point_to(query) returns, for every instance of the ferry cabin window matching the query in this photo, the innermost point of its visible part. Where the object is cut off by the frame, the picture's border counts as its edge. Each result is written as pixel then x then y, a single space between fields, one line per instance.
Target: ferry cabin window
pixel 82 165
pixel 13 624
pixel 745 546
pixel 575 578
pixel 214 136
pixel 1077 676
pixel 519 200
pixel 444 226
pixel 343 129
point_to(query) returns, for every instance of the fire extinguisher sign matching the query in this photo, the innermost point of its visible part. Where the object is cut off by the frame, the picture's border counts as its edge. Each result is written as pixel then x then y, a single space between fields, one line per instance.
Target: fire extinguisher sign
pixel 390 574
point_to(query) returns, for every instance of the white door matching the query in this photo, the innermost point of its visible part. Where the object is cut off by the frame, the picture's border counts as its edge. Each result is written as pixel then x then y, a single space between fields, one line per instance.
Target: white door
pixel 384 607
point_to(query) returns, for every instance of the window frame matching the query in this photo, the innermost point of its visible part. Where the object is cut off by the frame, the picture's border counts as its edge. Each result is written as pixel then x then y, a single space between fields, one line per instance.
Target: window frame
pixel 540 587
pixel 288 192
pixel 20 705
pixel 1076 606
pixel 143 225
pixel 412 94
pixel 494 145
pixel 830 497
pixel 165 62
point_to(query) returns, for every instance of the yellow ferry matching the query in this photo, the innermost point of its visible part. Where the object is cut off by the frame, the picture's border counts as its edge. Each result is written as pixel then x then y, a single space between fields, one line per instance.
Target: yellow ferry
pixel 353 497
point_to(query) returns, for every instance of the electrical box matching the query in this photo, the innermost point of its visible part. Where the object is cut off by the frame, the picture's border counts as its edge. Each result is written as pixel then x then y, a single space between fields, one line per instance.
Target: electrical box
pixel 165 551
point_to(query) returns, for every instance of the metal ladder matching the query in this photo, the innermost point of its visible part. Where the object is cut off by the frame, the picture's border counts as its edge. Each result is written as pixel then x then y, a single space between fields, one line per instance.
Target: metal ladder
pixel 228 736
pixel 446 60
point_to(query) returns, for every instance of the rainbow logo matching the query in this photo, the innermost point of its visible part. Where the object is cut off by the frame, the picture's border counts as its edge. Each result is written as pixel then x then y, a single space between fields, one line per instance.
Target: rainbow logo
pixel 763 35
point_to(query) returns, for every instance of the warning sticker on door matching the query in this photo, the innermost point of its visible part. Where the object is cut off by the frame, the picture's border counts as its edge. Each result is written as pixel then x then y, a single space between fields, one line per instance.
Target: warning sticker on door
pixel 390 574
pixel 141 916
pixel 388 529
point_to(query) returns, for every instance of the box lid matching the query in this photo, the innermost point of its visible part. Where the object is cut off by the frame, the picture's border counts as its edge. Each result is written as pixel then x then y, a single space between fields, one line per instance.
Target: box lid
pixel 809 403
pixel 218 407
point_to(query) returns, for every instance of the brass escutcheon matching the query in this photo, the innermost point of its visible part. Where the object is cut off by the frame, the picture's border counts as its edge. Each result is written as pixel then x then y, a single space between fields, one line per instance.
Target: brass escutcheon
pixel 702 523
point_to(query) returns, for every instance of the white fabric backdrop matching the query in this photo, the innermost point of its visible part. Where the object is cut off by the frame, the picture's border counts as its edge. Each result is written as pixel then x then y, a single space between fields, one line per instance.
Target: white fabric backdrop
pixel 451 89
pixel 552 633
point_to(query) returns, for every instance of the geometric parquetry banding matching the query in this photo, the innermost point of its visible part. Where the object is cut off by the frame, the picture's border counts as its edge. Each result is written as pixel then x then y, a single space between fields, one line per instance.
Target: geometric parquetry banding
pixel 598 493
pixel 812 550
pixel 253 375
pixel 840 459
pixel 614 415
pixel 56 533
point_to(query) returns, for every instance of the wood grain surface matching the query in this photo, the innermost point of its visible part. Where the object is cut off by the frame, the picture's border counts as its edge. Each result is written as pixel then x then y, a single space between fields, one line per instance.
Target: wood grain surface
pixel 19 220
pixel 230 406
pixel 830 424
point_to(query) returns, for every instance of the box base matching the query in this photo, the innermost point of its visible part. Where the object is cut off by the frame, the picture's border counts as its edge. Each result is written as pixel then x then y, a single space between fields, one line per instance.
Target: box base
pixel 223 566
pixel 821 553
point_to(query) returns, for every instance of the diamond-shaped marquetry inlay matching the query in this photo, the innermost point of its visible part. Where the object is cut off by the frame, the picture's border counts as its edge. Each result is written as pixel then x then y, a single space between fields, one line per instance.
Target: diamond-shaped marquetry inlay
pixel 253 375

◆ REQUIREMENT ◆
Quote every line of the listing above word for word, without any changes.

◆ EXERCISE RESULT ◆
point_to(query) returns, for every instance of the ferry cabin window matching the query in this photo, the innermost point of its visible part. Where the object is cut off by the frame, the picture's border counts as its edge. Each result is written as pixel then x then y, a single space between fields, one line per instance.
Target: ferry cabin window
pixel 82 165
pixel 13 624
pixel 745 546
pixel 575 578
pixel 214 136
pixel 1077 676
pixel 519 200
pixel 444 226
pixel 343 129
point_to(query) returns, for every instance of the fire extinguisher sign matching the query in this photo, the innermost point of its visible part. Where the object is cut off by the frame, the picture's border counts as its edge. Each result is written as pixel then x then y, a single space between fields, one line per instance.
Target: fire extinguisher sign
pixel 390 574
point_to(query) returns, for every instance of the white door matching the query in this photo, the innermost point of its visible part. Where the object is cut off by the frame, the picture's border counts as its edge. Each result is written as pixel then x then y, a single space between fields, one line per instance.
Target: white door
pixel 384 607
point_to(query) returns, for every instance of the window frame matching the query in this photo, the innermost point of its visible part. Where the object is cut off by the frame, the picture's border counts as its edge. Each result is written as pixel then x then y, a single space between fields, one line per instance.
Target: window frame
pixel 540 587
pixel 288 192
pixel 20 705
pixel 1076 606
pixel 143 225
pixel 412 94
pixel 494 145
pixel 830 497
pixel 165 62
point_to(query) returns, for every instance of the yellow ferry matching the query in this photo, the innermost point of its visible part. Where the object is cut off by the frame, the picture's border counts as its edge. Each result is written as pixel then x then y, a single space between fields, one line per instance.
Target: yellow ferry
pixel 353 497
point_to(query) returns, for every instance of the electrical box matching the query in this photo, the innermost point of its visible part. Where the object is cut off by the frame, the picture's border counts as its edge. Each result is written as pixel then x then y, a single space between fields, one line per instance.
Target: electrical box
pixel 165 551
point_to(query) returns, for every instance of the metal ladder matching the query in this photo, the innermost point of its visible part. Where the object is cut off by the frame, the picture's border counts as its edge. Each result is written as pixel then x then y, a single space between fields, one line per instance.
Target: metal ladder
pixel 228 736
pixel 446 60
point_to(query) returns, for every instance of the rainbow logo matching the query in this photo, the innermost point of its visible part. Where the object is cut off by the frame, the picture's border counts as its edge. Each result is written as pixel then x then y, a single space between fields, one line per instance.
Target: rainbow logo
pixel 763 35
point_to(query) returns, for every instance of the warning sticker on door matching the query in this photo, the innermost point of its visible part. Where the object is cut off by the frame, the picture's border counts as its edge. Each result is written as pixel then x then y, a single space between fields, one line per instance.
Target: warning sticker on door
pixel 390 574
pixel 141 916
pixel 388 529
point_to(query) returns, for every instance of the box lid matching the query in this photo, the innermost point of its visible part. Where the object is cut off by the frame, the picture's border counts as its edge. Each result is written as pixel then x then y, a single space between fields, one line per instance.
Target: box lid
pixel 809 403
pixel 218 407
point_to(query) returns, for every instance of the brass escutcheon matching the query in this photo, the innermost point of its visible part. Where the object is cut off by the frame, the picture's border counts as its edge. Each result is written as pixel then x then y, a single space between fields, one line per instance.
Target: brass escutcheon
pixel 702 523
point_to(query) returns, for every instance of the white fabric backdrop matching the query in this photo, the innermost point of its visible part. Where the object is cut off by the frame, the picture's border counts as its edge. Each result is written as pixel then x then y, a single space between fields, one line per instance.
Target: white fabric backdrop
pixel 451 89
pixel 552 633
point_to(query) returns, for every instance of the geometric parquetry banding matching the query in this photo, the innermost point of its visible part. Where the object is cut off by the frame, the picture's border counts as its edge. Each result is written as pixel then x then y, a single space between fields, one line per instance.
Target: geometric parquetry banding
pixel 598 493
pixel 812 550
pixel 253 375
pixel 840 459
pixel 614 415
pixel 56 533
point_to(query) returns, for every instance of the wood grain surface matching the query in this photo, the innermost point of its visible part. Where the object is cut off by the frame, the picture's border counts as its edge. Each result is written as pixel then x then y, a single space between fields, one line per instance.
Target: wood grain surface
pixel 19 220
pixel 230 406
pixel 830 424
point_to(query) returns, for every instance of the box base matching the query in this photo, the innermost point of its visible part. Where the object is cut off by the frame, the picture's border counts as its edge. Each result is written as pixel then x then y, a single space between fields, one line per instance.
Target: box base
pixel 223 566
pixel 821 553
point_to(query) returns, for every instance of the diamond-shaped marquetry inlay matching the query in this photo, the innermost point of its visible part. Where the object is cut off by the frame, the picture's border counts as its edge. Each result is written as pixel then x then y, a single space between fields, one line per instance.
Target: diamond-shaped marquetry inlay
pixel 253 375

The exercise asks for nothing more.